[Your objective] Copy the entries word for word, beginning with the line that contains "Each instance of the paved" and continuing through the end of the entries.

─── Excerpted data

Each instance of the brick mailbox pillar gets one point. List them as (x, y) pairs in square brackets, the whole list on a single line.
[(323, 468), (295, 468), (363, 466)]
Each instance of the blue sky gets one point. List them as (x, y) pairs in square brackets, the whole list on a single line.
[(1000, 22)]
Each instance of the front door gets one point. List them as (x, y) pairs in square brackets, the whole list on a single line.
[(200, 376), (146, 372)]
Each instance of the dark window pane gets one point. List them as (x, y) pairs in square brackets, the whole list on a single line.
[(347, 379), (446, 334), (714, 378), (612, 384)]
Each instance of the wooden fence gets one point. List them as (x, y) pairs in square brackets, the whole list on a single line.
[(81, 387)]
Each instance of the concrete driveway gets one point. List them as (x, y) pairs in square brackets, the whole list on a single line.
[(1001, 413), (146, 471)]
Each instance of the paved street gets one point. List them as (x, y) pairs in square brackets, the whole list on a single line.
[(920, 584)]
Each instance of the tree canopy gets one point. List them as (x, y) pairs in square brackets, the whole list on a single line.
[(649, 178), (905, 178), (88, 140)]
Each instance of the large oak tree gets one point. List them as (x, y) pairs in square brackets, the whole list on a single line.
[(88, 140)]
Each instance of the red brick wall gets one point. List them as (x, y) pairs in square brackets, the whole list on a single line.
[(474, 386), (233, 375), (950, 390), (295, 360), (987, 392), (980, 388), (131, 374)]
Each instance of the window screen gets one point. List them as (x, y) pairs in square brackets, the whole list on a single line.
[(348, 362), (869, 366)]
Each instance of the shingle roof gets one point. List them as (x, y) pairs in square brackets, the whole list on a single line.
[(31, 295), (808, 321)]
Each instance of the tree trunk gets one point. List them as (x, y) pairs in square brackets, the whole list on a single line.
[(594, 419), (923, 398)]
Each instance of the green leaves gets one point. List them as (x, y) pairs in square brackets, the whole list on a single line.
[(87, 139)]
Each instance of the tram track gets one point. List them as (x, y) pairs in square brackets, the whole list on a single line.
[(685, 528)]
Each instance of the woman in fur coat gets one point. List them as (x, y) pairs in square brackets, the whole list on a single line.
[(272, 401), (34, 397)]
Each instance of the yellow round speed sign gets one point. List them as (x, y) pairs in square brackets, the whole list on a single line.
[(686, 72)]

──────

[The output]
Each instance of the paved street gets one point. List them as (x, y) pairs in square brackets, the whole list on a single line.
[(920, 584)]
Each instance of the tree canopy gets one point. List them as (x, y) pairs in square brackets, the whole list on a single line.
[(649, 178), (905, 178), (88, 140)]
Each instance of the large oak tree gets one point. List them as (x, y) pairs in square brackets, the whole list on a single line.
[(88, 140)]
Each instance of the red brick wall gets one point. List them as (x, y) pairs in square brackets, the whole list on a single line.
[(474, 386), (233, 375), (950, 390), (295, 360), (987, 392), (980, 388), (131, 374)]
Each instance of the window screen gets one point. List them as (x, y) pairs in square brackets, the whole list on a single line.
[(348, 362), (869, 366)]
Each instance of the shingle roof gets one point. List them as (x, y) pairs in square brackets, the whole list on a single line.
[(31, 295), (808, 321)]
Each instance of the tree trunk gets one point. List them as (x, y) pairs in square brackets, the whole list on a single line.
[(594, 419), (923, 398)]
Each instance of the green leaves gets one point. List them as (x, y) pairs in square brackets, the whole list on a single line.
[(87, 139)]
Each instance of the tram track gets one point. List them as (x, y) pairs in square brackets, the whole list on a single line.
[(685, 528)]
Each instance of the woman in fur coat gets one point. List them as (x, y) pairs in square brackets, the whole list on a single line.
[(272, 401), (34, 397)]
Each instance of the yellow round speed sign gets one point. List them as (x, y) pairs in square brackets, the whole list on a single line.
[(686, 72)]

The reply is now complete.